---------- SOURCE TEXT

Multiple ways of invoking Amazon EMR

Photo by Luca Bravo on Unsplash

Amazon EMR (Elastic Map Reduce) has become the ‘go-to’ tool for Data Scientist and enthusiast alike who want to get hold of computing power with a convenience of ‘pay as you go’.

Advent of ‘Serverless Architecture’ and the need to spin up an on-demand ‘Spark’ compute engine has meant that EMR is one of the most used services on AWS.With an ability to handle a wide range of use cases, Amazon EMR brings reliability, security and cost effectiveness.

This post is however not about ‘What is EMR?’, there are plenty of documents, blogs on that topic that one can lay hands on, this post is about the three options that can be used to create, access & terminate an EMR cluster.

Option 1 : Lambda + boto3 = Simplicity

Python boto3 library provides a convenient way to create transient EMR clusters,add ‘steps’ to existing clusters.

Example below uses ‘add_job_flow_steps’ to add a HadoopJarStep to an existing cluster. add_job_flow_steps has the following syntax

response = client.add_job_flow_steps(
JobFlowId='string',
Steps=[
{
'Name': 'string',
'ActionOnFailure': 'TERMINATE_JOB_FLOW'|'TERMINATE_CLUSTER'|'CANCEL_AND_WAIT'|'CONTINUE',
'HadoopJarStep': {
'Properties': [
{
'Key': 'string',
'Value': 'string'
},
],
'Jar': 'string',
'MainClass': 'string',
'Args': [
'string',
]
}
},
]
)

Multiple steps (256 max) can be added to a job flow.

Pros

This is the most simple, requiring minimal knowledge of how EMR functions. User can set this up and get this going in a matter of minutes and can be easily embedded in any existing data flow pipeline

Cons

Tracking progress and eventual status of the job(s) submitted on EMR is a hassle, added to it is the fact that Labmda Functions have a 15 mins run limit

Option 2: Livy+Lambda+SFN = Transparency

This option uses a combination of Livy, Lambda & SFN for submitting, tracking jobs on Amazon EMR.

--------------------

EXERCISE DIRECTIONS
List every value that the Amazon EMR article gives as allowed for 'ActionOnFailure' in the add_job_flow_steps syntax.

---------- RECORD EXTRACTS

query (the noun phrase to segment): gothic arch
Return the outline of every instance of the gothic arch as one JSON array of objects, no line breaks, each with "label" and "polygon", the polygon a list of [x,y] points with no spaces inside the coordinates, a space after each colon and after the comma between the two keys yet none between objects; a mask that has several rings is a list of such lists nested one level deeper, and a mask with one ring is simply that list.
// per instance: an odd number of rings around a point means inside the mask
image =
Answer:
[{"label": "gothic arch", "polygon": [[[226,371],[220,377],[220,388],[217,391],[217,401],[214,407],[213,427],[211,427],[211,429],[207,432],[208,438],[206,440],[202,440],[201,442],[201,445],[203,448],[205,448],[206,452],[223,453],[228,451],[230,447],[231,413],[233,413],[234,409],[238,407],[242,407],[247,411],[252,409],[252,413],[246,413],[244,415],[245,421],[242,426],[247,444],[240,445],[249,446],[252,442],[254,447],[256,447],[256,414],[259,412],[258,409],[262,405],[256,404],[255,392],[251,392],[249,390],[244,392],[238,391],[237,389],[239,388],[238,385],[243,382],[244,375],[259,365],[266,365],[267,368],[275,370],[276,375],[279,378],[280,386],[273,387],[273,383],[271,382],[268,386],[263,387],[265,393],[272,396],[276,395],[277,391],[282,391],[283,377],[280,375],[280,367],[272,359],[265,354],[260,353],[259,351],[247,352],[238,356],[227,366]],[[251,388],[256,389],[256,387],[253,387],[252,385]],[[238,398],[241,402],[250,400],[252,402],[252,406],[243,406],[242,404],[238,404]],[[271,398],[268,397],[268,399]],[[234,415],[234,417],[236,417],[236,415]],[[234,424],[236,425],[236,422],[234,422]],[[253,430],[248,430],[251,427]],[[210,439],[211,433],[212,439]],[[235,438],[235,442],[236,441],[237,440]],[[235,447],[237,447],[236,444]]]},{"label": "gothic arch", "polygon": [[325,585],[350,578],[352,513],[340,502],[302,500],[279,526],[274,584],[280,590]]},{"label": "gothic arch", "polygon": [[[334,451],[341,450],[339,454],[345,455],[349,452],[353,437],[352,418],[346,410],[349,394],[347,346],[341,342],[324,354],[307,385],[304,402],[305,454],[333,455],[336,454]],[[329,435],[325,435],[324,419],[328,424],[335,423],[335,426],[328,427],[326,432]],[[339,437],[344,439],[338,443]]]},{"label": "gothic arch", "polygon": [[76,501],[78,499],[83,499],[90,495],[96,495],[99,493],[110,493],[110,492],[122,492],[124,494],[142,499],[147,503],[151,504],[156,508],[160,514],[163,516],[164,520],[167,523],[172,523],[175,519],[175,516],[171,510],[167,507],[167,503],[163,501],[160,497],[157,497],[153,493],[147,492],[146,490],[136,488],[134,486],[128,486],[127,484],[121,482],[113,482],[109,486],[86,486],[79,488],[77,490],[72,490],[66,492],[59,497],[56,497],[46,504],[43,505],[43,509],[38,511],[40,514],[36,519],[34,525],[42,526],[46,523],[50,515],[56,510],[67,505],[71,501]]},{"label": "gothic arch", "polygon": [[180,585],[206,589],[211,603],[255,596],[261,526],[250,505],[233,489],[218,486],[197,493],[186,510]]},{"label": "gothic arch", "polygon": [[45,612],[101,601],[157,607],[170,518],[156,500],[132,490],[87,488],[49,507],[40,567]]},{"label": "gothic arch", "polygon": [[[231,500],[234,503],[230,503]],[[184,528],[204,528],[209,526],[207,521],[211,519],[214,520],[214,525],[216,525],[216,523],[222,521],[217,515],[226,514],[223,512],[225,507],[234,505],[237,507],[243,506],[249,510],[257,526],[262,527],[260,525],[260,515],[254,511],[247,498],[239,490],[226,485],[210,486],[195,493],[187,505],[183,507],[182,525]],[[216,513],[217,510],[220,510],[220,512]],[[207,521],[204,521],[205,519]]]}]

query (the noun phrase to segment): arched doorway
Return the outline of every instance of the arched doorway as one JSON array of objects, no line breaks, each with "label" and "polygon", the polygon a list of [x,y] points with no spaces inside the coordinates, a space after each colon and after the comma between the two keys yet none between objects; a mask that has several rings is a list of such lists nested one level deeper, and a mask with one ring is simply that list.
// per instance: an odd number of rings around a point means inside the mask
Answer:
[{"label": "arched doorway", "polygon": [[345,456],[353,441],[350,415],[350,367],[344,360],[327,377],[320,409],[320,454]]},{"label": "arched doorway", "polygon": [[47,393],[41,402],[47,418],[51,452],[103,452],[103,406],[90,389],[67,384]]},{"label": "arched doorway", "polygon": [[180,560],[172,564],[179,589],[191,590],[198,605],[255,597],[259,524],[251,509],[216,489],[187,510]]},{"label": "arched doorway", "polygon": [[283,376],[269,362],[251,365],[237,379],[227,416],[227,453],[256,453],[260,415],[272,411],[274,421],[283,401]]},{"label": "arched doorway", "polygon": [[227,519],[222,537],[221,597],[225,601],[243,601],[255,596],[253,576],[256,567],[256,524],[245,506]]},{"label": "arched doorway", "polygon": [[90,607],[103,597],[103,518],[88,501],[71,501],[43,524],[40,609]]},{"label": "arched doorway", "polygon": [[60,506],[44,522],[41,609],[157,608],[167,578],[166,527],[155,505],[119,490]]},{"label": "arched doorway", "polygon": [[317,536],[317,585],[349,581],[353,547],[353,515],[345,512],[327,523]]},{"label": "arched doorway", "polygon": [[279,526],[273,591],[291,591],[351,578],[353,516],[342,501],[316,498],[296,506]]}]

--------------------

TASK SOLUTION
TERMINATE_JOB_FLOW, TERMINATE_CLUSTER, CANCEL_AND_WAIT, CONTINUE